Tout ceci est à dissocier. Je voulais surtout
conserver mon équilibre intérieur, je n'ai jamais rien
calculé, et une fois que tu es dépendant, il est très
difficile de s'en sortir. Mais ça n'est pas impossible.
Ce n'est pas comme si on vous enlevait une jambe définitivement...
Question
:
Quand vous êtes sorti de votre dépendance au début des
années 80, quel effet cela vous a-t-il fait d'affronter
une foule libéré pour la première fois depuis des années
?
Réponse
:
C'était incroyable. Je pense que ce sont surtout des
gens présents dans mon entourage et dans celui du groupe
que je ne voulais pas affronter, mais pas le public.
J'ai toujours adoré ce contact. D'ailleurs, j'étais
rarement dépendant en tournée, je faisais le nécessaire
pour être clean avant de partir.
En fait, je
ne voulais avoir à me battre pour trouver de la drogue
dans des villes que je ne connaissais pas. Ce qui m'a
induit en erreur dans un certain sens, parce que j'étais
persuadé de pouvoir m'arrêter quand je le souhaitais.
Mais bien sûr, quand la tournée s'arrêtait, je me disais
: "Ah, c'est le moment de se relaxer." Et
je replongeais brutalement. Je ne réprime pas complètement
la dope, mais il ne faut pas sombrer dedans. Et si tu
es déjà dedans, il faut absolument t'en sortir...
Question
:
Quelles chansons vouliez-vous voir figurer sur "40
Licks" pour représenter les années 80 ?
Réponse
:
Période difficile. C'est pourquoi vous ne trouverez
pas grand chose des années 80 dessus...
Question
:
Comme vous dites, période difficile pour les Stones...

§ La consigne:
Veuillez reproduire fidèlement le passage de l'entretien qui va de « Mais bien sûr, quand » jusqu'à « années 80 dessus... ». Les lignes ci-dessous n'ont aucun rapport avec l'entretien.

Lignes extraites d'un jeu de données:
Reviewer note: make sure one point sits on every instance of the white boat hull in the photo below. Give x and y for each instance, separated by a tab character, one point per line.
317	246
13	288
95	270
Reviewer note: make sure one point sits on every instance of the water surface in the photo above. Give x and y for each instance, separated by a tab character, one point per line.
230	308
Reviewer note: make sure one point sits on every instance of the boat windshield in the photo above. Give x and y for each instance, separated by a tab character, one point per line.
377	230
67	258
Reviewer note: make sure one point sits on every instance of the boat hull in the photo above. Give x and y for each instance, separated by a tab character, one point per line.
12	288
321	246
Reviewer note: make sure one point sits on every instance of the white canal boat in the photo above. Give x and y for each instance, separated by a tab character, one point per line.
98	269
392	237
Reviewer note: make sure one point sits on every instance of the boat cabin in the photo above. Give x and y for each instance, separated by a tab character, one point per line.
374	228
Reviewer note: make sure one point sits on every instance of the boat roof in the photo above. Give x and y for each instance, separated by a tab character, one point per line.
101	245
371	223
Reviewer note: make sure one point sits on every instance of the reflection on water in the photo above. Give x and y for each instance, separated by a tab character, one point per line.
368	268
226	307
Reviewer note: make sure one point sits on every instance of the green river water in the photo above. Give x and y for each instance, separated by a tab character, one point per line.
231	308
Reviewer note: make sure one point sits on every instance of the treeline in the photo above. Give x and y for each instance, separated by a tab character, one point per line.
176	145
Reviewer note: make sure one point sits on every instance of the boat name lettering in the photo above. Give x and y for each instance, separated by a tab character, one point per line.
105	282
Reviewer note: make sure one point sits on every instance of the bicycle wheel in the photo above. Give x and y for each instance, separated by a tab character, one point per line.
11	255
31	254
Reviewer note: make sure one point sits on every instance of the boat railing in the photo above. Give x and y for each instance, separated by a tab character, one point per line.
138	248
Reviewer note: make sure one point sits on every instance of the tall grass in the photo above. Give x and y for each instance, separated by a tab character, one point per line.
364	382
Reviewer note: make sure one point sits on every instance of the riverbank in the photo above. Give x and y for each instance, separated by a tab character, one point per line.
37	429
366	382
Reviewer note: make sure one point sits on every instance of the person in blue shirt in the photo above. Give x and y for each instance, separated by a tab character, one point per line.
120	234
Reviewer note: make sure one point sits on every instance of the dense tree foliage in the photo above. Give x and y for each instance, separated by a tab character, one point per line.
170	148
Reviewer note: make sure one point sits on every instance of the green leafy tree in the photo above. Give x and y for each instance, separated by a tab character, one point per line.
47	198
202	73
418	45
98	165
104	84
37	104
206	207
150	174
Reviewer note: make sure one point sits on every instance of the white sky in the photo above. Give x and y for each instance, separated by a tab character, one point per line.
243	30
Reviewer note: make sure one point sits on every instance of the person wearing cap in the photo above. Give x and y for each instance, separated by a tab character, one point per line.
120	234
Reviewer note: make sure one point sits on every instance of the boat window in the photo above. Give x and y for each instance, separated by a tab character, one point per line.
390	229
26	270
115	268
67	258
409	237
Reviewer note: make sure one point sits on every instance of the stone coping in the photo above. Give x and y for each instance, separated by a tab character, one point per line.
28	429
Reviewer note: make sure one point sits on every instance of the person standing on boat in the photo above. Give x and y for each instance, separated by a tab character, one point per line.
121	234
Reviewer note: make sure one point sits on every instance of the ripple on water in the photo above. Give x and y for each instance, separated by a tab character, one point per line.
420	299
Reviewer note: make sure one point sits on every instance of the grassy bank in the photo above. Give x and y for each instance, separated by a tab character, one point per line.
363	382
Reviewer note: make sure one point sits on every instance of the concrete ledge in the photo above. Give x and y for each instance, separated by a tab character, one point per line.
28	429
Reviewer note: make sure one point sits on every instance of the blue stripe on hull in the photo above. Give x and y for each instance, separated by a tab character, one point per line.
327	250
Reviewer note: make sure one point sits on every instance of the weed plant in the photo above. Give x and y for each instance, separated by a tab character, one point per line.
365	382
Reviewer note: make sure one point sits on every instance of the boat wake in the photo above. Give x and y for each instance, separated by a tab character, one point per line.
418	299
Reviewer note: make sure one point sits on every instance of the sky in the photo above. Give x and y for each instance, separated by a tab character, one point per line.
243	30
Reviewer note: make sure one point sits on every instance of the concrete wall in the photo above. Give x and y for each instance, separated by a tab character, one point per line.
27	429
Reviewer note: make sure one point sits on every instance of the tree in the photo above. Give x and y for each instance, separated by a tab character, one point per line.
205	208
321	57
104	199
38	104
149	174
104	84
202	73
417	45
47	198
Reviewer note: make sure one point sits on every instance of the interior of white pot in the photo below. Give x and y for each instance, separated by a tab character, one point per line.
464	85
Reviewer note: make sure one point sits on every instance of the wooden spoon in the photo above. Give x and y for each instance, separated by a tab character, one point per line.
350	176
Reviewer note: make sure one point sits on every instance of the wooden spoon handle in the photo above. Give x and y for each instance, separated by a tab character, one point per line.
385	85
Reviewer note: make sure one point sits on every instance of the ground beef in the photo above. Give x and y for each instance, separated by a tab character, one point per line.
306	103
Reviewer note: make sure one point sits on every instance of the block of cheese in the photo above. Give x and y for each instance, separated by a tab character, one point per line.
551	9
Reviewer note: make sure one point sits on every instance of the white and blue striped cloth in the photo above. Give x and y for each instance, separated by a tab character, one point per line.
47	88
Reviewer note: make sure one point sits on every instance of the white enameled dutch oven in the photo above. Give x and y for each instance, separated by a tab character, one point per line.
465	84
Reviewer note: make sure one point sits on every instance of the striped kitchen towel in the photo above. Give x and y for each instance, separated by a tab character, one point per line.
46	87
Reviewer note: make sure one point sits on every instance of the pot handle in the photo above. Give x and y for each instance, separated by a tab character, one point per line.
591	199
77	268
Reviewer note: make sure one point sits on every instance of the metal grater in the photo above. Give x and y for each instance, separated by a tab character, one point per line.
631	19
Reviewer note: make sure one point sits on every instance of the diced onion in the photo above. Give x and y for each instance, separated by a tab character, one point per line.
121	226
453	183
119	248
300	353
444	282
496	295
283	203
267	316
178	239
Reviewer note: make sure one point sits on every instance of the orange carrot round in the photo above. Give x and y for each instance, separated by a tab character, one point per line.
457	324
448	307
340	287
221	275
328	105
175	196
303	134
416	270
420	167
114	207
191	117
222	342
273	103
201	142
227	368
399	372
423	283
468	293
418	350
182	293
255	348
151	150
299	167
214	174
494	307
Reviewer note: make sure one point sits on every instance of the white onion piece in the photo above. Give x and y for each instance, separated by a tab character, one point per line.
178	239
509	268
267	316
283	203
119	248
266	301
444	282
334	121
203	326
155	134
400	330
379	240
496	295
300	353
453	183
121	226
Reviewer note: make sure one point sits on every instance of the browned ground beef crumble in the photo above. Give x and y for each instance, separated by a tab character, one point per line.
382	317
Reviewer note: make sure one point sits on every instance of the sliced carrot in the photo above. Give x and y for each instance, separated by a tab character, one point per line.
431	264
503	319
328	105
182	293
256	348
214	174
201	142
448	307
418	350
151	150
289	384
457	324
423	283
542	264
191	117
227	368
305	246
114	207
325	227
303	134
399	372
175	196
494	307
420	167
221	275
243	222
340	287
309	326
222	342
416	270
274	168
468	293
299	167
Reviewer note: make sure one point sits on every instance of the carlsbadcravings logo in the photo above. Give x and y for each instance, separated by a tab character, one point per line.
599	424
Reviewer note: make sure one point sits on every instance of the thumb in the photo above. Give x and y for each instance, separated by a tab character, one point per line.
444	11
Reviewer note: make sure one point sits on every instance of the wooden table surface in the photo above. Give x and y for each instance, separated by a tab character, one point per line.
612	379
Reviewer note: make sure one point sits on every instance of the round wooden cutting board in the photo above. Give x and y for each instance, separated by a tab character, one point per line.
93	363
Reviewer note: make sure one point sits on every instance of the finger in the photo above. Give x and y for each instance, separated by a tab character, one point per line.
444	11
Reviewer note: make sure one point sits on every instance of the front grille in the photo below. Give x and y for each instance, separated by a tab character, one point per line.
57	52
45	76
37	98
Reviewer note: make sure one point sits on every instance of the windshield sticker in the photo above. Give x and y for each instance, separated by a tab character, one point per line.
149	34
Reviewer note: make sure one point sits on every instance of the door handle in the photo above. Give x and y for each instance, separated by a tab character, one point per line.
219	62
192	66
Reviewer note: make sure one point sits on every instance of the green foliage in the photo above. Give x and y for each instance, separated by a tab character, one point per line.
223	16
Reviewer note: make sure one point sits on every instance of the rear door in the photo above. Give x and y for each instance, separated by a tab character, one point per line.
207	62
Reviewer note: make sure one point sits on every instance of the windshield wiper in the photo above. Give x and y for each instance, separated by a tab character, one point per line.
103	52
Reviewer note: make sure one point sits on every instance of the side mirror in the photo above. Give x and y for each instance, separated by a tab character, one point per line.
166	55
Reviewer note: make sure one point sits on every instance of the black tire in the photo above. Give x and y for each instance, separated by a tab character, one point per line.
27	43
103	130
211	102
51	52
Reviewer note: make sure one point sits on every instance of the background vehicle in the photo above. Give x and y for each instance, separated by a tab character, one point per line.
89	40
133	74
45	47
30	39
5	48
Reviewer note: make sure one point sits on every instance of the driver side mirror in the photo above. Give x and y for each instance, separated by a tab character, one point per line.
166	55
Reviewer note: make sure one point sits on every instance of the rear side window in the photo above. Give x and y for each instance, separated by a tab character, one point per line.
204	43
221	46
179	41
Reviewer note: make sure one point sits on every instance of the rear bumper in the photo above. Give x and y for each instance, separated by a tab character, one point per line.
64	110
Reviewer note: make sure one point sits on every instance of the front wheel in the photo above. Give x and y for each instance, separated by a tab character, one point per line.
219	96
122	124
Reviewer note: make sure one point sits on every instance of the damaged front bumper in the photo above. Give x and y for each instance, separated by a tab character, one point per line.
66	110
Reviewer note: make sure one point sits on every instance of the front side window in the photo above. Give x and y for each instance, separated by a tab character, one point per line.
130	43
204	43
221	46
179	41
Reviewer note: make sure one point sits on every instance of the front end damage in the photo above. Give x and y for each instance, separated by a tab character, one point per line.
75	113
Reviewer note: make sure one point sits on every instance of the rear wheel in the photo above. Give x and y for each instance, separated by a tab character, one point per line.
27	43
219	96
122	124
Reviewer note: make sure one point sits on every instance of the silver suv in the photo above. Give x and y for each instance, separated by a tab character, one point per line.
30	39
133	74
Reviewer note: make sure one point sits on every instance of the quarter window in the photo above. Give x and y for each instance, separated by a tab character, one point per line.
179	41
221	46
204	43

§ Solution du problème:
Mais bien sûr, quand la tournée s'arrêtait, je me disais
: "Ah, c'est le moment de se relaxer." Et
je replongeais brutalement. Je ne réprime pas complètement
la dope, mais il ne faut pas sombrer dedans. Et si tu
es déjà dedans, il faut absolument t'en sortir...
Question
:
Quelles chansons vouliez-vous voir figurer sur "40
Licks" pour représenter les années 80 ?
Réponse
:
Période difficile. C'est pourquoi vous ne trouverez
pas grand chose des années 80 dessus...